Akuter Atemnotfall

17-Jähriger starb vor Disco: Kein Strafprozess

Österreich
25.09.2017 12:39

Keinen Strafprozess dürfte es im Fall jenes 17-Jährigen aus Wien geben, der in der Nacht auf den 12. Februar vor einer Diskothek im niederösterreichischen Vösendorf starb. Die Staatsanwaltschaft Wiener Neustadt hat einem 19 Jahre alten Burschen, der dem um zwei Jahre Jüngeren einen Faustschlag verpasst hatte, eine diversionelle Erledigung angeboten. Bei den Hinterbliebenen sorgt das jedoch für Empörung.

Ursprünglich war gegen den Lehrling wegen Körperverletzung mit tödlichem Ausgang ermittelt worden. Ein gerichtsmedizinisches Gutachten klärte jedoch in weiterer Folge, dass der Faustschlag nicht kausal für den Todeseintritt war. Demnach starb der 17-Jährige an einem akuten Atemnotanfall, der zu Atem- und Kreislaufversagen führte. Der Jugendliche litt seit Längerem an chronischem Asthma, außerdem war er zum Todeszeitpunkt stark alkoholisiert.

Diversion angeboten
"Aufgrund der Ermittlungsergebnisse war zuletzt nur mehr von einfacher Körperverletzung im Sinne des Paragrafen 83 StGB auszugehen", erklärte Markus Bauer, der Sprecher der Staatsanwaltschaft Wiener Neustadt, am Montag. Der Sachverhalt sei hinreichend geklärt, der Verdächtige habe den Faustschlag zugegeben und damit Verantwortung übernommen, weshalb ihm eine Diversion angeboten wurde, sagte Bauer. Falls der Lehrling 350 Euro bezahlt - die von der Staatsanwaltschaft vorgeschlagene Summe bemisst sich an seinem Einkommen, als Tagsatz wurden vier Euro angenommen -, erspart er sich einen Prozess, eine allfällige Verurteilung und eine Vorstrafe.

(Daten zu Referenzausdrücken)
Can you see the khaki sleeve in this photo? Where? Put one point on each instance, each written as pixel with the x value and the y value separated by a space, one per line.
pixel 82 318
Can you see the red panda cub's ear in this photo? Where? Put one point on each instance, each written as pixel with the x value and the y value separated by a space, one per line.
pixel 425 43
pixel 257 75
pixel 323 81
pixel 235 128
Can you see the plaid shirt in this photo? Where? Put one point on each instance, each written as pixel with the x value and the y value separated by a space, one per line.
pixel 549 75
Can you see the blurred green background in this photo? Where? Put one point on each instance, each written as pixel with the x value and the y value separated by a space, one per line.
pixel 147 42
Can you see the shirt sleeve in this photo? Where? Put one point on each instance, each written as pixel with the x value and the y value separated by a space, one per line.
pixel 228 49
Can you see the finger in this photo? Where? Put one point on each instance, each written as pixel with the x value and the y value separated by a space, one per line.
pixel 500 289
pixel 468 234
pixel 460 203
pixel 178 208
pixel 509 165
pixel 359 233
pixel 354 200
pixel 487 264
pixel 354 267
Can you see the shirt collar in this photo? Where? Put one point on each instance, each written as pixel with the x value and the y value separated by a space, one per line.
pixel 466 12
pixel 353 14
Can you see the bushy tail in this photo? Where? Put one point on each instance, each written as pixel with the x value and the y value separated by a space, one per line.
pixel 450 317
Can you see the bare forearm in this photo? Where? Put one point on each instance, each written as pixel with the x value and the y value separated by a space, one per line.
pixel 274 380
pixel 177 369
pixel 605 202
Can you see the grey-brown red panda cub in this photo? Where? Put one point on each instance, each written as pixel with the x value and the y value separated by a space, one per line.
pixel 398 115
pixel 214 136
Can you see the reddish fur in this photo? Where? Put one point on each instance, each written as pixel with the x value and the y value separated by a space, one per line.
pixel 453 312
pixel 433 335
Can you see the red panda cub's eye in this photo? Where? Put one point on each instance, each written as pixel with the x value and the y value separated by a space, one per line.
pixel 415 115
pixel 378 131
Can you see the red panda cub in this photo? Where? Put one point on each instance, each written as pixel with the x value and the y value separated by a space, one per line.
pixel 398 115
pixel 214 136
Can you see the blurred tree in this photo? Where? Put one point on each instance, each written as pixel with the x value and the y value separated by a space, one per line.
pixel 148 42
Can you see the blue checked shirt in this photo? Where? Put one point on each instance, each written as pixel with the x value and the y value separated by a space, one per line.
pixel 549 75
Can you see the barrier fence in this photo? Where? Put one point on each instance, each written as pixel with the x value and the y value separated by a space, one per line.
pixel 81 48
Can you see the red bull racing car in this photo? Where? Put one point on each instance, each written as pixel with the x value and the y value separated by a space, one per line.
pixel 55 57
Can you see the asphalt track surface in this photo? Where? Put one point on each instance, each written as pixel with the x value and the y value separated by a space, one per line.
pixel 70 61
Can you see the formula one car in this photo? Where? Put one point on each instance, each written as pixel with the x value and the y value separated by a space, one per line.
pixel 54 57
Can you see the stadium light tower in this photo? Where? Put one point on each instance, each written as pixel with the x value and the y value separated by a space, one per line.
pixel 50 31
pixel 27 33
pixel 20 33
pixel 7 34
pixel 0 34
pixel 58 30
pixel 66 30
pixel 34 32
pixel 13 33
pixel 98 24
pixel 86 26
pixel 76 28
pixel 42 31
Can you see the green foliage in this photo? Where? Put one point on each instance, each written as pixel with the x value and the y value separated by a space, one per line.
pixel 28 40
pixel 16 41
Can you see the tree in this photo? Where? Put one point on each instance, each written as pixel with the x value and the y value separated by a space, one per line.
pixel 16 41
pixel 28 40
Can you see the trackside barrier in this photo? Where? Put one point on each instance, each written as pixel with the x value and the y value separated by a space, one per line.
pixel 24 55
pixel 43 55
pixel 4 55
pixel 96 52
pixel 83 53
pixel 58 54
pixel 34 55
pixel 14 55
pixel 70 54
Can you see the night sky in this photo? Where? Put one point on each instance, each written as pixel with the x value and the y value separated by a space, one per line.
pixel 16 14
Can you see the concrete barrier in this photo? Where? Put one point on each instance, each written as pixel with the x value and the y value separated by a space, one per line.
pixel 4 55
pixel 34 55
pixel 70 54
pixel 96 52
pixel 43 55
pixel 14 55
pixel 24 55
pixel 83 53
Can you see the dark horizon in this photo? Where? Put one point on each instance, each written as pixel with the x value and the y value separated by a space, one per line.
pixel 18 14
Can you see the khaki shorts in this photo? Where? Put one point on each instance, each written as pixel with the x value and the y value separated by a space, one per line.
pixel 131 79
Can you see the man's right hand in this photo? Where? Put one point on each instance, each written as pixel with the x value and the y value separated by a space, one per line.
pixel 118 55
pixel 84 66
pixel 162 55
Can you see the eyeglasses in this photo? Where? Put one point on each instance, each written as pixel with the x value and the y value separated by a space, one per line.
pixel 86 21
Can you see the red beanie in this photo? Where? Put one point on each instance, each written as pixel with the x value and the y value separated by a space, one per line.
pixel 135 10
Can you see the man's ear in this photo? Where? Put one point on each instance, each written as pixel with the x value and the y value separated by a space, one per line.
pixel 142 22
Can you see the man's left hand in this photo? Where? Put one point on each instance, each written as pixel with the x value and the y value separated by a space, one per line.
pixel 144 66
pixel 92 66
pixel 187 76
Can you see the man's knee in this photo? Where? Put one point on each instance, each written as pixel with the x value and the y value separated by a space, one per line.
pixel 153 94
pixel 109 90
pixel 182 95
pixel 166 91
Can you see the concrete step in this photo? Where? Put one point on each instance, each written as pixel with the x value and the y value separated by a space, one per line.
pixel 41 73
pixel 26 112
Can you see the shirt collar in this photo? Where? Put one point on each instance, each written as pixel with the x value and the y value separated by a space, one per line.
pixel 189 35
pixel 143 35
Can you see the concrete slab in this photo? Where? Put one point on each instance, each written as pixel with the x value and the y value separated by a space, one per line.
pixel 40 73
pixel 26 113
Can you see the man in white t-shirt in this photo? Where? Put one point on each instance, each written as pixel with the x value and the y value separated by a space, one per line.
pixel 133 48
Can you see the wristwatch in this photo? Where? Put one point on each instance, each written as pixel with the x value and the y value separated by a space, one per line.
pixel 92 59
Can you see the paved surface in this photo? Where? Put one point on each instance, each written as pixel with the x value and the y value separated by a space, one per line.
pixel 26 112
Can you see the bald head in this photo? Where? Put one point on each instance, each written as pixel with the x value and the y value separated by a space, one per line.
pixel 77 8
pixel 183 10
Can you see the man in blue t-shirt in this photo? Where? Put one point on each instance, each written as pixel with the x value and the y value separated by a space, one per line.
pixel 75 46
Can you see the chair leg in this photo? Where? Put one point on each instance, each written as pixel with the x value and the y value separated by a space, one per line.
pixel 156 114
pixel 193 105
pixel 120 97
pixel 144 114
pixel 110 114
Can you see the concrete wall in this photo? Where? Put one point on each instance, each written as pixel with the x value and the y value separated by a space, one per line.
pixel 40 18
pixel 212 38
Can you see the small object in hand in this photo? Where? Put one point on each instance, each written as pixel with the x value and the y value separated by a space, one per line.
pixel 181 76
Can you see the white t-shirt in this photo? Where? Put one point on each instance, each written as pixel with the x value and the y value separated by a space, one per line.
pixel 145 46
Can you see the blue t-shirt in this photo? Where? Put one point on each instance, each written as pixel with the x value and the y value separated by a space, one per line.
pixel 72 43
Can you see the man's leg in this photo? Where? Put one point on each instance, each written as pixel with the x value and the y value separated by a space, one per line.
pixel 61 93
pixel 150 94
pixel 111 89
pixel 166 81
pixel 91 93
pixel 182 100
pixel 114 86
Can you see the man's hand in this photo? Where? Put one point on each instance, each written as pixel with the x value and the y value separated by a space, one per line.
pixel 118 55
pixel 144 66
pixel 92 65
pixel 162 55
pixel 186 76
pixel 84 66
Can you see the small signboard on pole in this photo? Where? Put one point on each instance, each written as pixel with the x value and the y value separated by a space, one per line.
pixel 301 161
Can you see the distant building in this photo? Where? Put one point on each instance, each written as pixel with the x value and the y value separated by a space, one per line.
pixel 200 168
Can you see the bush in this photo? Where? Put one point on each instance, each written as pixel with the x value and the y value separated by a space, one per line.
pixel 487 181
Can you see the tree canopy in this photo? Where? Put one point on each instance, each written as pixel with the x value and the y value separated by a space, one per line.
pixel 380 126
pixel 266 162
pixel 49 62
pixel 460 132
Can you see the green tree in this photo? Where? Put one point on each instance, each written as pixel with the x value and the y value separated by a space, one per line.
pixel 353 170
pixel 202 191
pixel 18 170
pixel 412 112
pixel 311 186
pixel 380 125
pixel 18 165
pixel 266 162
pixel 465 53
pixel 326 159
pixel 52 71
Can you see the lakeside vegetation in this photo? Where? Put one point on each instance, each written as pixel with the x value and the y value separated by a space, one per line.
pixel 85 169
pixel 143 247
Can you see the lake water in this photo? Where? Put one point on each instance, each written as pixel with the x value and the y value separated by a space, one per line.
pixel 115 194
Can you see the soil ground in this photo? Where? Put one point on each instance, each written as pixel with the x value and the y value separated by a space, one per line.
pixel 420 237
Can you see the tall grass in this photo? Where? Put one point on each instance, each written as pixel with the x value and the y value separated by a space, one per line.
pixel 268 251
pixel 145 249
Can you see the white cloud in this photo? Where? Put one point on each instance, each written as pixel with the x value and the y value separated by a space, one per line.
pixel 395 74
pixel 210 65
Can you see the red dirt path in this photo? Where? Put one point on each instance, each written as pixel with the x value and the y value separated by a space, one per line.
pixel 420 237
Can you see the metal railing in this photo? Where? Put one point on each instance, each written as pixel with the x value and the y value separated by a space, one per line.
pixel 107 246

Was gefordert ist:
Setzen Sie den Bericht über den Tod des 17-Jährigen vor der Diskothek in Vösendorf im Anschluss an seinen letzten Satz fort.

Ergebnis der Übung:
Empörung bei Hinterbliebenen
Bei den Hinterbliebenen sorgt das Vorgehen der Anklagebehörde für Empörung. "Die Diversions-Voraussetzungen liegen nicht vor, da das Strafverfahren bis zuletzt wegen Paragraf 86 StGB geführt wurde. Aus dem Akt geht nicht hervor, dass die in diese Richtung laufenden Ermittlungen eingestellt wurden. Abgesehen davon ist der Sachverhalt nicht hinreichend geklärt. Damit ist keine Diversion möglich", so Philipp Wolm, der Rechtsvertreter der Angehörigen. "Wir werden dieses Vorgehen auf jeden Fall von der Oberstaatsanwaltschaft Wien überprüfen lassen", kündigte der Anwalt an.

"Sicherungen durchgebrannt"
Der 17-Jährige war auf dem Weg von der Disco zur Bushaltestelle in eine Auseinandersetzung mit anderen Jugendlichen geraten. Er wurde von einem 1,95 Meter großen, kräftigen 19-Jährigen niedergeschlagen, nachdem er dessen Freundin beschimpft und nach dessen Bruder getreten habe. Die Polizei, die ursprünglich von einem Drogentod ausgegangen war, konnte den Verdächtigen ausforschen. Ihm wären "die Sicherungen durchgebrannt", gab der 19-Jährige in seiner polizeilichen Einvernahme zu Protokoll. Wie ein Zeuge schilderte, war der 17-Jährige auf den Schlag hin "wie ein Stück Holz" umgefallen.

Eine chemische Untersuchung der Leiche ergab, dass der 17-Jährige vor seinem Ableben den Wirkstoff Salbutamol - ein Spray, der bei Asthma Bronchiale oder chronischer Bronchitis verschrieben wird - und geringe Mengen an Suchtmitteln konsumiert hatte. Der vom Gerichtsmediziner beigezogene Chemiker ging davon aus, dass der 17-Jährige zeitnahe eine Konsumeinheit MDMA - sprich: eine Ecstacsy-Tablette - eingenommen und einige Zeit davor Cannabis geraucht hatte. Diese Substanzen dürften bei dem Burschen allerdings keine große Wirkung entfaltet haben. Von einer THC-bedingten Beeinträchtigung sei "nicht zwingend auszugehen", legte der Chemiker dar.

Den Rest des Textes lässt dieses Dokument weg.